The code in this cell was developed by Dr. David W. McDonald for use in DATA 512, a course in the UW MS Data Science degree program. This code is provided under the [Creative Commons](https://creativecommons.org) [CC-BY license](https://creativecommons.org/licenses/by/4.0/). Revision 1.2 - August 14, 2023. Some of the original code made be modified, however it still falls under the Creative Commons license.

#### The code below simply defines a handful of constants used for requesting data from pageviews API, there are no specific steps here. 

In [12]:
# Below are CONSTANTS used by the API that are relevant to all subsequent API calls
# The REST API 'pageviews' URL - this is the common URL/endpoint for all 'pageviews' API requests
API_REQUEST_PAGEVIEWS_ENDPOINT = 'https://wikimedia.org/api/rest_v1/metrics/pageviews/'

# This is a parameterized string that specifies what kind of pageviews request we are going to make
# In this case it will be a 'per-article' based request. The string is a format string so that we can
# replace each parameter with an appropriate value before making the request
API_REQUEST_PER_ARTICLE_PARAMS = 'per-article/{project}/{access}/{agent}/{article}/{granularity}/{start}/{end}'

# The Pageviews API asks that we not exceed 100 requests per second, we add a small delay to each request
API_LATENCY_ASSUMED = 0.002       # Assuming roughly 2ms latency on the API and network
API_THROTTLE_WAIT = (1.0/100.0)-API_LATENCY_ASSUMED

# When making a request to the Wikimedia API they ask that you include your email address which will allow them
# to contact you if something happens - such as - your code exceeding rate limits - or some other error 
REQUEST_HEADERS = {
    'User-Agent': '<zbowyer@uw.edu>, University of Washington, MSDS DATA 512 - AUTUMN 2023',
}

def request_pageviews_per_article(article_title = None, endpoint_url = API_REQUEST_PAGEVIEWS_ENDPOINT, 
                                  endpoint_params = API_REQUEST_PER_ARTICLE_PARAMS, 
                                  request_template = ARTICLE_PAGEVIEWS_PARAMS_TEMPLATE,
                                  headers = REQUEST_HEADERS):
    '''
    Description:
        Used to request data for a single article, uses defined constants above for params
    Input(s):
        article_title - String
        endpoint_url - String
        endpoint_params - String
        request_template - Dictionary
        headers - Dictionary
    Outputs:
        json_response - JSON string/object
    '''
    # article title can be as a parameter to the call or in the request_template
    if article_title:
        request_template['article'] = article_title

    if not request_template['article']:
        raise Exception("Must supply an article title to make a pageviews request.")

    # Titles are supposed to have spaces replaced with "_" and be URL encoded
    title_replaced = request_template['article'].replace(' ','_')
    article_title_encoded = urllib.parse.quote(title_replaced)
    request_template['article'] = article_title_encoded
    article_title_encoded = (article_title_encoded.replace('/', '%2F'))
    
    # now, create a request URL by combining the endpoint_url with the parameters for the request
    request_url = endpoint_url+endpoint_params.format(**request_template)
    #print(request_url)

[Excerpts from segmentation records]
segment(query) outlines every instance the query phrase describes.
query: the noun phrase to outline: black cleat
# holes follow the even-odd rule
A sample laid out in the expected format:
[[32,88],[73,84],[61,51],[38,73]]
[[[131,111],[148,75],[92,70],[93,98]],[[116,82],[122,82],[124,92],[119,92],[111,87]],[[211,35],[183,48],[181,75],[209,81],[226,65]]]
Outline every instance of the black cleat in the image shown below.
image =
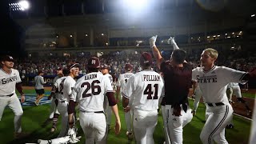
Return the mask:
[[234,125],[233,124],[229,124],[226,126],[226,129],[233,129],[234,128]]

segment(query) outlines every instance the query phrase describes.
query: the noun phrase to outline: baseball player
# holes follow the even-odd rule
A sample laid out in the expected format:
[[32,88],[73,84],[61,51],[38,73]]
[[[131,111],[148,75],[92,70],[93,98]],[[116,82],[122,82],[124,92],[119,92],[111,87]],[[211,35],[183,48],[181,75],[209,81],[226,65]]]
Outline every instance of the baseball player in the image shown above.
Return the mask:
[[[62,68],[58,68],[57,70],[57,76],[54,78],[53,80],[53,87],[51,91],[53,91],[53,94],[50,94],[48,97],[48,100],[51,99],[51,105],[50,105],[50,117],[47,118],[42,124],[42,126],[47,125],[50,122],[53,122],[53,127],[56,127],[58,118],[59,116],[59,112],[57,110],[57,105],[58,105],[58,93],[54,93],[55,88],[54,88],[54,83],[56,82],[57,79],[63,77],[63,73],[62,73]],[[55,125],[55,126],[54,126]],[[51,132],[54,132],[55,129],[51,129]]]
[[192,97],[194,98],[192,113],[193,113],[193,115],[196,115],[197,110],[198,110],[198,107],[199,105],[199,102],[202,98],[202,91],[201,91],[197,82],[193,82],[192,88],[193,88],[193,91],[194,91],[194,94]]
[[206,103],[206,122],[200,134],[203,143],[214,143],[214,141],[227,143],[225,127],[231,121],[234,112],[226,94],[227,84],[246,82],[256,72],[246,73],[215,66],[218,55],[214,49],[204,50],[200,58],[202,67],[194,69],[192,74],[193,80],[198,82]]
[[[106,77],[108,77],[110,78],[110,82],[111,82],[112,89],[114,90],[113,77],[109,73],[110,70],[110,66],[109,66],[107,65],[103,65],[103,66],[102,68],[102,73],[103,74],[103,75],[106,75]],[[107,124],[107,128],[108,128],[108,131],[109,131],[109,130],[110,130],[112,111],[111,111],[111,106],[110,106],[108,105],[108,103],[109,103],[108,102],[108,98],[106,98],[106,97],[104,97],[104,98],[105,98],[104,111],[105,111],[105,114],[106,114],[106,124]]]
[[58,106],[57,109],[60,114],[62,115],[62,130],[58,138],[66,136],[68,130],[68,113],[67,106],[70,102],[70,97],[72,93],[72,90],[75,84],[75,77],[79,74],[79,64],[74,63],[68,66],[69,74],[66,77],[62,77],[58,78],[55,82],[57,85],[58,82],[61,82],[57,86],[58,93],[60,94],[58,98]]
[[[158,123],[158,109],[164,82],[158,73],[151,70],[152,57],[144,52],[140,57],[142,71],[131,76],[122,90],[122,106],[134,110],[134,131],[138,144],[154,144],[153,134]],[[128,105],[129,104],[129,105]]]
[[[226,88],[226,95],[228,97],[229,102],[232,105],[233,103],[234,103],[232,101],[232,96],[233,94],[236,96],[238,102],[242,102],[244,104],[244,106],[246,106],[246,109],[247,110],[247,115],[250,115],[251,114],[251,110],[248,106],[247,102],[242,99],[242,94],[241,94],[241,89],[239,86],[239,84],[237,82],[230,82],[227,85],[227,88]],[[233,117],[232,117],[233,118]],[[233,118],[232,118],[233,120]],[[232,129],[234,128],[234,123],[233,122],[230,122],[230,123],[229,123],[226,128],[227,129]]]
[[26,136],[22,133],[22,116],[23,110],[15,93],[15,87],[21,94],[21,102],[25,102],[19,73],[14,67],[14,58],[10,55],[1,58],[0,69],[0,121],[3,111],[8,106],[14,113],[14,138]]
[[39,101],[40,99],[42,98],[44,94],[45,94],[45,90],[43,88],[43,84],[46,84],[46,82],[43,80],[43,72],[42,70],[38,71],[38,75],[34,77],[34,89],[35,92],[37,93],[37,98],[34,101],[34,105],[38,106],[39,105]]
[[85,134],[86,143],[106,142],[106,122],[103,108],[106,96],[115,116],[116,134],[121,130],[118,106],[110,80],[99,72],[99,68],[100,62],[98,58],[89,58],[87,64],[89,74],[77,81],[68,107],[69,124],[71,128],[74,126],[73,115],[75,102],[79,103],[80,126]]
[[249,106],[247,102],[242,99],[242,94],[241,94],[241,89],[239,86],[239,84],[237,82],[230,82],[227,86],[226,89],[226,94],[228,96],[229,101],[233,103],[234,102],[232,101],[232,96],[233,94],[236,96],[237,100],[238,102],[242,102],[245,105],[246,110],[247,110],[247,115],[251,114],[251,110],[249,108]]
[[[254,103],[256,103],[256,99],[254,99]],[[256,105],[254,105],[252,119],[253,122],[250,127],[249,144],[256,143]]]
[[[128,81],[128,79],[134,75],[132,73],[133,71],[133,66],[126,63],[125,65],[125,74],[120,74],[118,82],[117,82],[117,99],[118,99],[118,95],[120,94],[120,91],[125,90],[126,88],[126,84]],[[125,112],[125,120],[126,120],[126,128],[127,128],[127,132],[126,135],[129,139],[133,138],[133,132],[132,132],[132,126],[131,126],[131,117],[132,116],[132,111],[129,110]]]
[[150,47],[165,81],[166,114],[169,134],[172,143],[182,143],[183,127],[192,118],[188,103],[191,86],[192,66],[185,61],[186,52],[178,49],[174,39],[169,42],[174,46],[170,61],[164,61],[155,46],[157,36],[150,38]]

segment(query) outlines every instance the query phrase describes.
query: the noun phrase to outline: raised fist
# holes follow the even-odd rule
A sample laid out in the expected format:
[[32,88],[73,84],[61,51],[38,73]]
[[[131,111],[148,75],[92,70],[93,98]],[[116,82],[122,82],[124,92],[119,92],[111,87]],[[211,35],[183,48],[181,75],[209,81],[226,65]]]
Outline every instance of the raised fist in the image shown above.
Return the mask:
[[158,38],[158,35],[155,35],[150,38],[149,42],[151,48],[153,46],[155,46],[155,42],[157,41],[157,38]]
[[170,37],[170,38],[167,41],[168,44],[174,45],[175,42],[174,38]]

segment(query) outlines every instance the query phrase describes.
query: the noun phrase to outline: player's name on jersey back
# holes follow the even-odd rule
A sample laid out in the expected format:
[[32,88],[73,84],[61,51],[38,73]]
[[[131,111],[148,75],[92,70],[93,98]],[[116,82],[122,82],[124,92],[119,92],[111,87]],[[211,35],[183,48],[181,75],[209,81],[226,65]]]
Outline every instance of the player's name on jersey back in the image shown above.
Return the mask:
[[124,74],[124,78],[130,78],[130,77],[131,77],[134,74]]
[[97,74],[92,74],[85,75],[85,80],[94,79],[95,78],[97,78]]
[[143,81],[160,81],[160,75],[143,74]]
[[16,80],[17,80],[17,76],[15,75],[8,78],[2,78],[1,79],[1,82],[2,84],[6,84]]

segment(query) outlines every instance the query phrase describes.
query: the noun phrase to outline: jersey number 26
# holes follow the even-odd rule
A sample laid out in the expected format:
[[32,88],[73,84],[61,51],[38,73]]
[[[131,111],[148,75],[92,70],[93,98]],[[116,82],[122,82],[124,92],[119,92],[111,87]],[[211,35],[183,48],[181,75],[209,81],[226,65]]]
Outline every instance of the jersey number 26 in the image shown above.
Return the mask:
[[[88,82],[83,82],[81,85],[81,87],[84,87],[85,86],[86,86],[86,88],[82,93],[82,98],[90,97],[91,94],[99,94],[102,92],[102,89],[100,86],[97,85],[98,83],[100,83],[98,80],[94,80],[91,83],[89,83]],[[91,93],[88,93],[90,90],[91,90]]]

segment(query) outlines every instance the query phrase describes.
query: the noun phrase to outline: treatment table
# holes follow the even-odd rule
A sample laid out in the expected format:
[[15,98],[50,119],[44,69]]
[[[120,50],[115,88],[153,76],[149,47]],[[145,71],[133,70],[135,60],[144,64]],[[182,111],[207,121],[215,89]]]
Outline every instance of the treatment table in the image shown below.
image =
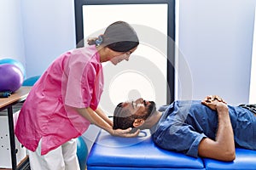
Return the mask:
[[155,145],[149,130],[137,138],[111,136],[101,130],[87,158],[88,170],[256,169],[256,150],[236,150],[233,162],[194,158]]

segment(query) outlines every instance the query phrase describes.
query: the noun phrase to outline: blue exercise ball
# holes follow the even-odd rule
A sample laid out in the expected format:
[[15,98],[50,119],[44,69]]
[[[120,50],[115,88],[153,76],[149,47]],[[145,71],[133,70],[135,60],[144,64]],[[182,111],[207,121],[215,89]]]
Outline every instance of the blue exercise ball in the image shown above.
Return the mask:
[[22,71],[15,65],[0,65],[0,92],[14,93],[23,83]]
[[17,67],[19,67],[20,69],[22,75],[23,75],[23,79],[26,78],[26,70],[25,70],[23,65],[20,61],[14,60],[14,59],[6,58],[6,59],[0,60],[0,65],[3,65],[3,64],[10,64],[10,65],[16,65]]
[[80,136],[77,138],[77,156],[79,162],[80,170],[85,169],[87,156],[87,145],[83,138]]

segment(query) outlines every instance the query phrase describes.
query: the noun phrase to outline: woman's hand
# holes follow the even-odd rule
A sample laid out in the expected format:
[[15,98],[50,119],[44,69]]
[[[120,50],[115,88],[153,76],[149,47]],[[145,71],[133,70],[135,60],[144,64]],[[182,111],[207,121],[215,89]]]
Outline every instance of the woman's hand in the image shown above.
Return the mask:
[[201,104],[213,110],[227,109],[227,103],[218,95],[207,96],[204,100],[201,101]]
[[115,130],[113,130],[110,133],[113,136],[131,138],[131,137],[137,136],[138,133],[140,133],[139,129],[137,130],[135,133],[131,133],[131,129],[132,129],[131,128],[127,128],[125,130],[115,129]]

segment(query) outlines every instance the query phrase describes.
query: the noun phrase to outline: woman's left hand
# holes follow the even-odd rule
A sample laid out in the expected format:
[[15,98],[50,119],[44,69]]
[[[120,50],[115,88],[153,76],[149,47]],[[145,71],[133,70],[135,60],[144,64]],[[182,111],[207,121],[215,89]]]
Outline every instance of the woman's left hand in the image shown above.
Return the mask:
[[122,130],[122,129],[115,129],[113,130],[113,133],[111,133],[111,134],[113,136],[119,136],[119,137],[125,137],[125,138],[132,138],[132,137],[136,137],[138,135],[138,133],[140,133],[140,130],[137,130],[135,133],[131,133],[132,128],[127,128],[125,130]]

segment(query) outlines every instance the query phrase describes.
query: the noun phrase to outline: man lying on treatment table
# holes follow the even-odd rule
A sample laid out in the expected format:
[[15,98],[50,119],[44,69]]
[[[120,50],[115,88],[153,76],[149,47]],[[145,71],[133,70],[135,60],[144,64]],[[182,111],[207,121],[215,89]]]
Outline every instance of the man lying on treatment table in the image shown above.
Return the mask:
[[163,149],[230,162],[236,158],[235,147],[256,150],[254,107],[228,105],[210,95],[156,110],[154,102],[138,99],[117,105],[113,128],[150,129],[154,142]]

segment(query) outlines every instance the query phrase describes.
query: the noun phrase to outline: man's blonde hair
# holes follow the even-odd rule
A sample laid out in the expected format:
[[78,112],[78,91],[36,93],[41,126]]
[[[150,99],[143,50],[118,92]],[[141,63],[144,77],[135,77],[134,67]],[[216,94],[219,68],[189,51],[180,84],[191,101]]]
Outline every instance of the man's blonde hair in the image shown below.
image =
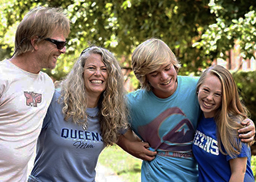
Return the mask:
[[65,37],[70,32],[69,20],[63,9],[43,7],[33,9],[25,16],[17,28],[15,54],[19,56],[33,51],[31,43],[33,37],[37,36],[39,43],[57,30],[62,31]]

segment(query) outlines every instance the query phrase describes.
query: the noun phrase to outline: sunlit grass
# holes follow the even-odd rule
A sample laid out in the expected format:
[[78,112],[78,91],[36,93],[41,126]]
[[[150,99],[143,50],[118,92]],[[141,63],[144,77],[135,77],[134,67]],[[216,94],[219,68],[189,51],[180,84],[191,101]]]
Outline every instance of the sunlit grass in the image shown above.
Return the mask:
[[142,160],[128,154],[118,146],[104,149],[100,156],[98,162],[112,169],[126,182],[140,181]]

▸ **WHAT TO WORK ON**
a - Rewrite the part of the pageviews request code that opens with the words containing "The code in" and closes with "specific steps here.", replacing "constants" with "settings".
b - Pick out and copy every line of the records that contains the string "shown". Case counts.

▸ **FINAL ANSWERS**
a -
The code in this cell was developed by Dr. David W. McDonald for use in DATA 512, a course in the UW MS Data Science degree program. This code is provided under the [Creative Commons](https://creativecommons.org) [CC-BY license](https://creativecommons.org/licenses/by/4.0/). Revision 1.2 - August 14, 2023. Some of the original code made be modified, however it still falls under the Creative Commons license.

#### The code below simply defines a handful of settings used for requesting data from pageviews API, there are no specific steps here.

b -
Outline every instance of the black cleat in the image shown below.
Outline every instance of the baseball player in the image shown above.
Outline every instance of the raised fist in the image shown above.
Outline every instance of the player's name on jersey back in the image shown above.
Outline every instance of the jersey number 26 in the image shown above.
Outline every instance of the treatment table in the image shown below.
Outline every instance of the blue exercise ball in the image shown above.
Outline every instance of the woman's hand in the image shown above.
Outline every instance of the woman's left hand in the image shown above.
Outline every instance of the man lying on treatment table in the image shown above.
Outline every instance of the man's blonde hair in the image shown below.
Outline every instance of the sunlit grass in the image shown above.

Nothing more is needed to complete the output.